**Work task**: In your copy, the records appear word for word and the pictures do not appear at all.

**Source data**:
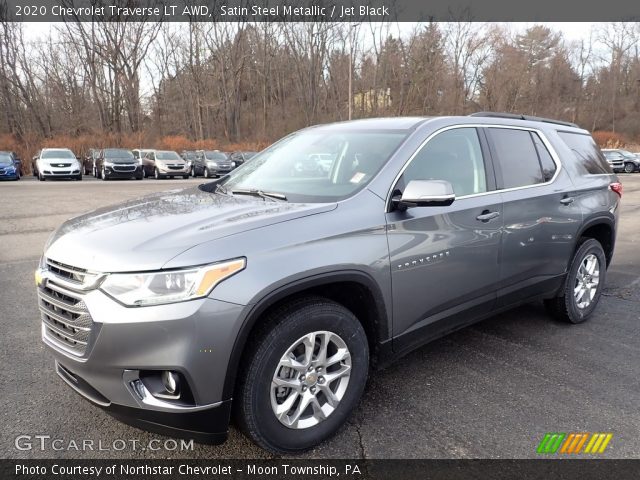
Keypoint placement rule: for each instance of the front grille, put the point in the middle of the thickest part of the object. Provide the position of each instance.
(124, 168)
(66, 320)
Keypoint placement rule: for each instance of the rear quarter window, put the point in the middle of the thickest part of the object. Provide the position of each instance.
(586, 151)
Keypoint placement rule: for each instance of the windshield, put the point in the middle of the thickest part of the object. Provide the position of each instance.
(58, 154)
(215, 155)
(117, 153)
(166, 155)
(317, 166)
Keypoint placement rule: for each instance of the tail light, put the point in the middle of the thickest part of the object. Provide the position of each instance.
(616, 187)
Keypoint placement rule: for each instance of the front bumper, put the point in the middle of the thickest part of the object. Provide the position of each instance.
(123, 171)
(169, 170)
(192, 338)
(60, 172)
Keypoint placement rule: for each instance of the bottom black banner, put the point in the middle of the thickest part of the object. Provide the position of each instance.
(318, 469)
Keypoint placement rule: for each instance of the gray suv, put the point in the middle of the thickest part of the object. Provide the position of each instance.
(271, 295)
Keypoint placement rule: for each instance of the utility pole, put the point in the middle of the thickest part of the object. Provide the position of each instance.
(351, 42)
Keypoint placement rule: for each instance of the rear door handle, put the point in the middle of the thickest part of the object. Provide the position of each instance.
(486, 215)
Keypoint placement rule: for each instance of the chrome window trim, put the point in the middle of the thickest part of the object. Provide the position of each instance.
(543, 138)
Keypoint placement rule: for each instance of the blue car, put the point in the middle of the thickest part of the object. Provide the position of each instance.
(9, 166)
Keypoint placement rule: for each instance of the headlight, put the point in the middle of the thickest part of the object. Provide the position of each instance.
(154, 288)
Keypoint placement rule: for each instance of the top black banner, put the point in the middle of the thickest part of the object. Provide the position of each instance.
(318, 10)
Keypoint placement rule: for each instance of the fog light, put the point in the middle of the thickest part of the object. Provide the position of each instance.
(170, 382)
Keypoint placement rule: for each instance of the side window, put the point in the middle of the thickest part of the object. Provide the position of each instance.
(516, 157)
(549, 167)
(455, 156)
(586, 151)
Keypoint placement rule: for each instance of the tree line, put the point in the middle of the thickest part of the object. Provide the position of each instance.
(135, 84)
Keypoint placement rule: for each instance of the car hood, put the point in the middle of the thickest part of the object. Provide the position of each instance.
(146, 233)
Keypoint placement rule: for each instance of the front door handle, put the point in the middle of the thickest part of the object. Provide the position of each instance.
(486, 215)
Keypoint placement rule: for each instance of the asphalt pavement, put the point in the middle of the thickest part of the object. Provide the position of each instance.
(489, 391)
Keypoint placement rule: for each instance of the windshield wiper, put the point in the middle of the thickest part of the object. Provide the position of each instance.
(259, 193)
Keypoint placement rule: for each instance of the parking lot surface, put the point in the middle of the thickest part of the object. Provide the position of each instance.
(489, 391)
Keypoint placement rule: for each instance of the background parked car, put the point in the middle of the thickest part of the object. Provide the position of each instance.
(117, 163)
(165, 163)
(139, 154)
(89, 161)
(9, 166)
(631, 161)
(211, 163)
(240, 157)
(615, 159)
(57, 163)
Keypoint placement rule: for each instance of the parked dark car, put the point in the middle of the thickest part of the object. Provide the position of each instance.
(164, 163)
(240, 157)
(117, 163)
(631, 163)
(10, 166)
(211, 163)
(89, 161)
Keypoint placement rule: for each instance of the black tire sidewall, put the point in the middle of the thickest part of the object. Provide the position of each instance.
(276, 436)
(575, 314)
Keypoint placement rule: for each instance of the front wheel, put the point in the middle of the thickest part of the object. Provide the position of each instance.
(306, 374)
(583, 285)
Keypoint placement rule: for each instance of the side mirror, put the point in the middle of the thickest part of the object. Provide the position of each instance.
(425, 193)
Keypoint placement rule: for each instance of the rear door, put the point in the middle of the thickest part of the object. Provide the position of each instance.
(541, 214)
(444, 260)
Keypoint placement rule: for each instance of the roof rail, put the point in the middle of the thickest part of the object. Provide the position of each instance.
(517, 116)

**Result**:
Keypoint placement rule: for each instance of the front grille, put the point in the middle of the thickest part of the object. Provide the position of each instance.
(124, 168)
(66, 320)
Keypoint placement rule: for each instance of the rear quarter window, put the point in the middle of the thickest part of the object. Provide the position of each instance.
(586, 151)
Keypoint placement rule: for each instance of the windshield, put the point in the middle of the thickest part of the object. Provide the position of each instance.
(58, 154)
(215, 155)
(117, 153)
(166, 155)
(317, 166)
Keypoint placement rule: for each instance of the tail light, put the point in the middle of the thickest part of the object. Provide the position of each instance.
(616, 187)
Keypoint placement rule: for each instance of the front bumper, put the point in the middle of the thickest part of the object. Provide the position of each instance.
(123, 171)
(169, 170)
(192, 338)
(60, 172)
Keypoint placement rule: for each instance of the bottom black banner, put the point in the middle of the thickest part of the object. Provide the position of each instance.
(318, 469)
Keypoint placement rule: for each instance of the gray suv, put the point in the middle of the thickest part of the object. Provide the position of each instance.
(271, 295)
Keypoint placement rule: for each instance of the utility pole, put the point in the middle of the thickest part of the object. Provide the position of each instance.
(351, 42)
Keypoint placement rule: for each instance of the rear door handle, put the point in the middle of the thickest part of the object. Provide the position of each instance.
(486, 215)
Keypoint placement rule: for each instance of the chrome window trim, put the point in the middle of the thickest part of the object. Provide the position of each instance.
(543, 138)
Keypoint placement rule: for each instance of the blue car, put the point in the middle of the thickest part of the object. Provide the position of each instance.
(9, 166)
Keypoint placement rule: for each instance of the headlight, put the point in the middle of the thickest part of the object. Provide the position of each instance.
(154, 288)
Keypoint placement rule: for each instance of the top black banner, put the point in the middle of the thickest part of the object. Provide the position of each instance.
(318, 10)
Keypoint placement rule: for each instance of the fog light, put the point in the middle of the thickest part of the object. Provide the position of each instance.
(170, 382)
Keypoint placement rule: for each instance of the side window, put the point in the middle of the thickest part of the object. Provide the position of each instance.
(516, 157)
(549, 167)
(455, 156)
(586, 151)
Keypoint placement rule: for each instance of the tree line, put the point in the middle of the thickest part of the object. Provide the position of each instance.
(135, 84)
Keypoint placement rule: for each instance of the car hood, put the point in the middle of the thickest part of the object. Provide the position of each instance.
(146, 233)
Keypoint placement rule: for each instance of the front door handle, put the point in the middle of the thickest part of the object. Provide the position of each instance.
(486, 215)
Keypoint placement rule: for each instance of the asphalt pavement, put the point in the middle of the thickest part of the object. Provide the position of each instance.
(489, 391)
Keypoint placement rule: for each instance of the windshield wiper, put the point in the middle of the thickest part of the object. Provide the position of each instance.
(259, 193)
Keypoint placement rule: for each instance of the parking lot surface, put the point in the middle of the thickest part of the object. Provide the position of each instance.
(489, 391)
Keypoint placement rule: for each instance of the background parked car, put the point in the middle of the thickest part of the object. Provide the position of each instance.
(117, 163)
(165, 163)
(139, 154)
(89, 161)
(9, 166)
(631, 161)
(211, 163)
(240, 157)
(615, 159)
(57, 163)
Keypoint placement rule: for each instance of the parked dark car, put the point in the middle of the thickest part of the object. Provide the position of each instance.
(164, 163)
(240, 157)
(117, 163)
(631, 163)
(10, 166)
(211, 163)
(89, 161)
Keypoint placement rule: for each instance of the black tire sidewall, put the point in the middle of the thickest part of the object. Provide the position of each instance.
(276, 436)
(575, 314)
Keypoint placement rule: for each instance of the front wheel, put the point in the middle of the thickest part of the object. Provide the position of each instance.
(306, 374)
(583, 285)
Keypoint placement rule: for each instance of the side mirror, put the point in the middle of the thickest part of the object. Provide the position of each instance.
(425, 193)
Keypoint placement rule: for each instance of the rear door, put the point in the middle of the thickest part of the object. Provide the position of each instance.
(541, 214)
(444, 260)
Keypoint placement rule: for each instance of the roof rail, put the point in the middle of the thickest part of the object. Provide the position of each instance.
(517, 116)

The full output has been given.